**Exercise directions**.
All pictures are to be dropped, and the remaining data set down exactly.

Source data
━━━━━━━━━━━━━━━━━━━━
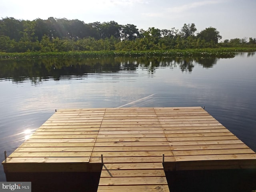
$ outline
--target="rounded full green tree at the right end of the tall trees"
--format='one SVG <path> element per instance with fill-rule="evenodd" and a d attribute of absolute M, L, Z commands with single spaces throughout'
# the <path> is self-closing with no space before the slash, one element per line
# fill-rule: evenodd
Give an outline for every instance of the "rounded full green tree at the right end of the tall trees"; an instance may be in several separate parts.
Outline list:
<path fill-rule="evenodd" d="M 218 43 L 218 40 L 222 38 L 222 36 L 220 36 L 220 32 L 213 27 L 205 28 L 197 34 L 197 37 L 204 39 L 206 42 L 214 42 L 216 44 Z"/>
━━━━━━━━━━━━━━━━━━━━
**Finished task**.
$ outline
--target="rounded full green tree at the right end of the tall trees"
--format='one SVG <path> element per instance with fill-rule="evenodd" and a d attribute of absolute M, L, Z commands with single spaces throughout'
# the <path> is self-closing with no space before the slash, one element per line
# fill-rule: evenodd
Give an outline for every instance of the "rounded full green tree at the right end of the tall trees"; an instance may be in several separate parts.
Outline list:
<path fill-rule="evenodd" d="M 218 43 L 218 40 L 222 38 L 222 36 L 220 36 L 220 32 L 213 27 L 205 28 L 197 34 L 197 37 L 204 39 L 206 42 L 214 42 L 216 44 Z"/>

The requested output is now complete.